### Aim of the task:
Please output exactly the part of the records below that opens with the line containing "negative clicks: (401, 218) (415, 229)" and closes with the line containing "negative clicks: (197, 211) (162, 217)", both lines included, and nothing else.

Collected data entries
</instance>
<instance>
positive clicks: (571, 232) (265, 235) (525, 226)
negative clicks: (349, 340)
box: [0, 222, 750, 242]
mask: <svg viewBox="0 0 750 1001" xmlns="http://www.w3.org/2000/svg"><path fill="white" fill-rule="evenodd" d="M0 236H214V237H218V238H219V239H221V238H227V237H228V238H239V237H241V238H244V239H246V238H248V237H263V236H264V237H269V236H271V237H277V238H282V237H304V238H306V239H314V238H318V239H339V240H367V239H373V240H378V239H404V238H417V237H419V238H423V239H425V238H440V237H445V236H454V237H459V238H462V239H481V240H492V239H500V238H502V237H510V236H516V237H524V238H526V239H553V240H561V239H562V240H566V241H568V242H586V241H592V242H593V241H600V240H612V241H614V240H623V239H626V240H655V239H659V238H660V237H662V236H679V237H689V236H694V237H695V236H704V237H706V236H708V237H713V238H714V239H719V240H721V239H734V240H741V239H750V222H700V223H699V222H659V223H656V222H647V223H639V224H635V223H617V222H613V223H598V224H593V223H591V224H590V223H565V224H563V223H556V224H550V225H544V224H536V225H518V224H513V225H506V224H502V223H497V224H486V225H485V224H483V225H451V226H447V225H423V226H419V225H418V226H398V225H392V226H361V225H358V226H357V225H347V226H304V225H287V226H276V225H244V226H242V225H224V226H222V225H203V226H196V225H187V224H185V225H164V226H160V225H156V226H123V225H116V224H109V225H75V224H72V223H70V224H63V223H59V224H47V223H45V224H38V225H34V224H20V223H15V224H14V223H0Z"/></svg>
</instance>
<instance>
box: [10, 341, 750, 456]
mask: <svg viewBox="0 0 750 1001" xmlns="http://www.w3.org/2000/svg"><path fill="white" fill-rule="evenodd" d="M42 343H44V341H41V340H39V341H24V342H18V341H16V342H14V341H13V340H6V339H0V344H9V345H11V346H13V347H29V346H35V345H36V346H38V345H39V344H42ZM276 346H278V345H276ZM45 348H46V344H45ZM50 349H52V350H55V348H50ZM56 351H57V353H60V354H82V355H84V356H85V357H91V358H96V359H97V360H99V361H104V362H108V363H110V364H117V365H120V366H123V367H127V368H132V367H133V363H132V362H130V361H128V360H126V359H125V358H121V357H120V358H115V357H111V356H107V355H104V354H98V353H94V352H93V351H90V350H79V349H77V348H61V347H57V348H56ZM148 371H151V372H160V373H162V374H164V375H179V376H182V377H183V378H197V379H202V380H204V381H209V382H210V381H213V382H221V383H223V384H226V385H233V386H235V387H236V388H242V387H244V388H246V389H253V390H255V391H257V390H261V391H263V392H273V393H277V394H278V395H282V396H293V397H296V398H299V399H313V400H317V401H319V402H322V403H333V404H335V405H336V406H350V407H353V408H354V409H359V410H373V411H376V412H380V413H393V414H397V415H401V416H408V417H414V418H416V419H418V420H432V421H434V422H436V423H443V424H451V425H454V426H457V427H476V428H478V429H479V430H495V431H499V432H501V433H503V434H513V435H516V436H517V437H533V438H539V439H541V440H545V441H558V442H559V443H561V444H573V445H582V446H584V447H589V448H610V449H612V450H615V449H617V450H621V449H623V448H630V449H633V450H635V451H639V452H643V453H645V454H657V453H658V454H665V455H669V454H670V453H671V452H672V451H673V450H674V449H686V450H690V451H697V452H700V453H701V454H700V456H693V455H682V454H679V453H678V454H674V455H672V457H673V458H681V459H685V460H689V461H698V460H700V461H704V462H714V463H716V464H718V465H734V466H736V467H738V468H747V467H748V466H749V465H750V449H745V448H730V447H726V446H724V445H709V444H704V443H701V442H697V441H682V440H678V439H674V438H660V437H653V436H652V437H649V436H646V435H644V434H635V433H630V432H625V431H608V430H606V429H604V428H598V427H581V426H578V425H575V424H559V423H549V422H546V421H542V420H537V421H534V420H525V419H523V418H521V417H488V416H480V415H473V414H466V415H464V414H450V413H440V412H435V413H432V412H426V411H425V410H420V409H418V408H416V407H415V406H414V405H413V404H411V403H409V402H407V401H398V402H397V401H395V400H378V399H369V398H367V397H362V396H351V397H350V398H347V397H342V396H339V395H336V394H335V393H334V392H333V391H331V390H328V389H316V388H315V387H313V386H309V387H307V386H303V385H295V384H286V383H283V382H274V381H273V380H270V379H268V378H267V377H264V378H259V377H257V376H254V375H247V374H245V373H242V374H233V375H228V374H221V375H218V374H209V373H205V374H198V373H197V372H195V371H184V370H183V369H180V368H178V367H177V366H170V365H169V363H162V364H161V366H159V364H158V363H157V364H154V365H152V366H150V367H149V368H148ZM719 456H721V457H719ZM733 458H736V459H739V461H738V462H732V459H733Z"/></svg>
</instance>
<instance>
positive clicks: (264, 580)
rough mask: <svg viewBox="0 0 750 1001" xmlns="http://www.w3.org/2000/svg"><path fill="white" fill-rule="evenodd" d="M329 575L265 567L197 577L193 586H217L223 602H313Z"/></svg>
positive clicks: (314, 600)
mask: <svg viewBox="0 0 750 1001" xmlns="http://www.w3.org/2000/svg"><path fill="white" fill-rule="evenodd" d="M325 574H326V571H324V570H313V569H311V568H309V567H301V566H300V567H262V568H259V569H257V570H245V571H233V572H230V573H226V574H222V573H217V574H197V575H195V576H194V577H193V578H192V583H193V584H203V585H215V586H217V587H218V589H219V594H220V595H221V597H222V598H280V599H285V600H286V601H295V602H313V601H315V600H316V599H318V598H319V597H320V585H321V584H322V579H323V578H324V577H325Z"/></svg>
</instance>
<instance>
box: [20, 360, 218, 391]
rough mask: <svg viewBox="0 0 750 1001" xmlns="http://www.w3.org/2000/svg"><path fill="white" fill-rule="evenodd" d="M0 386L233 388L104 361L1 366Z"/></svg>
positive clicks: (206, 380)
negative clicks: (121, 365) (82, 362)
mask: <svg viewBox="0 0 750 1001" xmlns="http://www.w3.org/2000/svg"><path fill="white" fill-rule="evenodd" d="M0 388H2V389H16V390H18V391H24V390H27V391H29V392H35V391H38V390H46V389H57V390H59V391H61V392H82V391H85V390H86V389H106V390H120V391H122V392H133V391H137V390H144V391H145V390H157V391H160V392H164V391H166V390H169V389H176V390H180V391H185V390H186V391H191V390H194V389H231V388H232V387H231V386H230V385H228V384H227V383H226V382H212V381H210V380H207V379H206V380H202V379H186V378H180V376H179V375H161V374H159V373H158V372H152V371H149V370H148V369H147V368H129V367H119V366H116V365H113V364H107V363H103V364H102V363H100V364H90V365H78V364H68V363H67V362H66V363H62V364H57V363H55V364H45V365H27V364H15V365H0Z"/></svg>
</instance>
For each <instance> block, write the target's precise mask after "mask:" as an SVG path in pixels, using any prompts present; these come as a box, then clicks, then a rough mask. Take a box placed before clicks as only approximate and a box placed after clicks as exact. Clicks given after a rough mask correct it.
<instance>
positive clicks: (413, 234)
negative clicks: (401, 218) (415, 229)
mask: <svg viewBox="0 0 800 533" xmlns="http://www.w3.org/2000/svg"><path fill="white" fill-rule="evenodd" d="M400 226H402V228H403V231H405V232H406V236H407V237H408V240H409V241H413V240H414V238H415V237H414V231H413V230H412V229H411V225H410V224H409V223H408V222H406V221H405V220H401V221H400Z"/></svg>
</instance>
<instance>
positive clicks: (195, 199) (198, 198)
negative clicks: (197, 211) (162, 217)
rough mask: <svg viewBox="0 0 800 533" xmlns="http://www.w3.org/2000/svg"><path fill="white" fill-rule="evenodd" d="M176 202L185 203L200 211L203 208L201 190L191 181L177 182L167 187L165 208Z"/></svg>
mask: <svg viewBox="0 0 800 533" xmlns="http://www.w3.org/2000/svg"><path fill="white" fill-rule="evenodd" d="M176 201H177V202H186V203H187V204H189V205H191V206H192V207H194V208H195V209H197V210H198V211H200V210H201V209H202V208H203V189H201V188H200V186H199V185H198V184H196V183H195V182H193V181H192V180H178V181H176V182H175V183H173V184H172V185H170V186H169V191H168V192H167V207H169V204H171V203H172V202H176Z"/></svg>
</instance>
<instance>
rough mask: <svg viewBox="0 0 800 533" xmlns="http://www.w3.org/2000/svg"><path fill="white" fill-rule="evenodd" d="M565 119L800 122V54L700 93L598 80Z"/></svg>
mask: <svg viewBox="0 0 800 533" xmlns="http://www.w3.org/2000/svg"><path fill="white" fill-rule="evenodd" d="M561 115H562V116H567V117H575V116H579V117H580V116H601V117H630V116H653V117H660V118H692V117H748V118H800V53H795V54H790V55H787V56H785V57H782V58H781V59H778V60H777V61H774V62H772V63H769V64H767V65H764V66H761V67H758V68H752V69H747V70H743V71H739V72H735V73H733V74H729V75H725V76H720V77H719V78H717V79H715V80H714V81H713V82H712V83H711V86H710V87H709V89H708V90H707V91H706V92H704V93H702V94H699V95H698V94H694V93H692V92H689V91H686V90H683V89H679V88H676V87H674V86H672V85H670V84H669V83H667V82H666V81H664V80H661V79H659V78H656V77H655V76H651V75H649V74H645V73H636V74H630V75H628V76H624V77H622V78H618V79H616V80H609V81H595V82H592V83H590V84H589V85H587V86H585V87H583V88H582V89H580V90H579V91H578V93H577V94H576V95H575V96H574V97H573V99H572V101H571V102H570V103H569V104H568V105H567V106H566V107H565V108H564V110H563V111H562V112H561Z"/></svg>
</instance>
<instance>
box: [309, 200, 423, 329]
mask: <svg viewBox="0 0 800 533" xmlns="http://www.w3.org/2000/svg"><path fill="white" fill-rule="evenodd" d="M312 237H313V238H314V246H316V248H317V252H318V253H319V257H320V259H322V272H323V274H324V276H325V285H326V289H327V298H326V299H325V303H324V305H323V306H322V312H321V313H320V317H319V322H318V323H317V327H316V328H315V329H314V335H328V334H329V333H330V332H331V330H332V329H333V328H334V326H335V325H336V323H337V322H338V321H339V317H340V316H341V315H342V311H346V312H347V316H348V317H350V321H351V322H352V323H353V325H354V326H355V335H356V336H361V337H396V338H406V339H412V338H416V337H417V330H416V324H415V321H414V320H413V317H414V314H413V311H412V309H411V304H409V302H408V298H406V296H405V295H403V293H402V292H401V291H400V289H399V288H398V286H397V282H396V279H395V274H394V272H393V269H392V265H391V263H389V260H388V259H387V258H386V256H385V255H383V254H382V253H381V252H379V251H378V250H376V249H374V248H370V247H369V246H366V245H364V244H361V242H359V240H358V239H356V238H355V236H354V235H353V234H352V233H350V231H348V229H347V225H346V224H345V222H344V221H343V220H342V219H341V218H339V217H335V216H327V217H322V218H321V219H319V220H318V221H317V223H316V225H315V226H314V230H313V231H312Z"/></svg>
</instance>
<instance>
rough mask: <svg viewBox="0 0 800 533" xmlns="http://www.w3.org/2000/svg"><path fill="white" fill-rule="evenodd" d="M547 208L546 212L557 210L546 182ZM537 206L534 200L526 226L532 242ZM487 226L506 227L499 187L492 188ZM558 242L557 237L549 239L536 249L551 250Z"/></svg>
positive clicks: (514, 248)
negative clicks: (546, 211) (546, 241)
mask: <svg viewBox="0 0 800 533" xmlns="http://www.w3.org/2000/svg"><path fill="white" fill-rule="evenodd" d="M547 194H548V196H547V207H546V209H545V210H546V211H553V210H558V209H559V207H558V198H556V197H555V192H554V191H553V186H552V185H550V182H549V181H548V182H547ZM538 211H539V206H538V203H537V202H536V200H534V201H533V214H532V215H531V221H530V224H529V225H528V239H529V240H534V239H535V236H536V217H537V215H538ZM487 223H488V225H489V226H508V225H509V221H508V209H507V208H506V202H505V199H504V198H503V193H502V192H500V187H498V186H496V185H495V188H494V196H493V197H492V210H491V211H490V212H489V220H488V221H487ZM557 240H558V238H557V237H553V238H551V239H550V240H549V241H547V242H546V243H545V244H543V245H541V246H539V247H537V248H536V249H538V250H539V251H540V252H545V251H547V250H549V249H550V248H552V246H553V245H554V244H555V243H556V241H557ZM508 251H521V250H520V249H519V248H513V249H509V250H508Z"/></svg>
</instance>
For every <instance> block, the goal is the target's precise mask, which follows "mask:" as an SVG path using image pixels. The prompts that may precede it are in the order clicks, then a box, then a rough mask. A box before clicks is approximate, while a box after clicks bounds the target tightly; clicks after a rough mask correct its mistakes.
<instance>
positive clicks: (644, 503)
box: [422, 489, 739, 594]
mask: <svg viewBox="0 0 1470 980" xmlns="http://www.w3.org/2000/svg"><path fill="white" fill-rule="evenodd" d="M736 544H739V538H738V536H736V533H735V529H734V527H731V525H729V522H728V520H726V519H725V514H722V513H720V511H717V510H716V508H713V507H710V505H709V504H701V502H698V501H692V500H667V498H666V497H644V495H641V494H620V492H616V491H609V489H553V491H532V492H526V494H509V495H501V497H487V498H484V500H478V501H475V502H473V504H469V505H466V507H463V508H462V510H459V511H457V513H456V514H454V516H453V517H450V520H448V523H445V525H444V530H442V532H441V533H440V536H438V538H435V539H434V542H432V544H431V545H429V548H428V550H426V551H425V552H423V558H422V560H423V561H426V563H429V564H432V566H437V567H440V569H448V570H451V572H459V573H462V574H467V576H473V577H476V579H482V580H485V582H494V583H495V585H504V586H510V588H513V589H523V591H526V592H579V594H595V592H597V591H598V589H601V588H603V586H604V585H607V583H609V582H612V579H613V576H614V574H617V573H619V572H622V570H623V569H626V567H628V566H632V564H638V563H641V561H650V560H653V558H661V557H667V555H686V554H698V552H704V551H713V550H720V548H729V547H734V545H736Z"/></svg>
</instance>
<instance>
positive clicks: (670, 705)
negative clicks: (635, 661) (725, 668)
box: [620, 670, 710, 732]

### Reply:
negative clicks: (401, 218) (415, 229)
mask: <svg viewBox="0 0 800 533" xmlns="http://www.w3.org/2000/svg"><path fill="white" fill-rule="evenodd" d="M400 226H402V228H403V231H405V232H406V236H407V237H408V240H409V241H413V240H414V238H415V237H414V231H413V230H412V229H411V225H410V224H409V223H408V222H406V221H405V220H401V221H400Z"/></svg>
</instance>
<instance>
positive clicks: (195, 199) (198, 198)
negative clicks: (197, 211) (162, 217)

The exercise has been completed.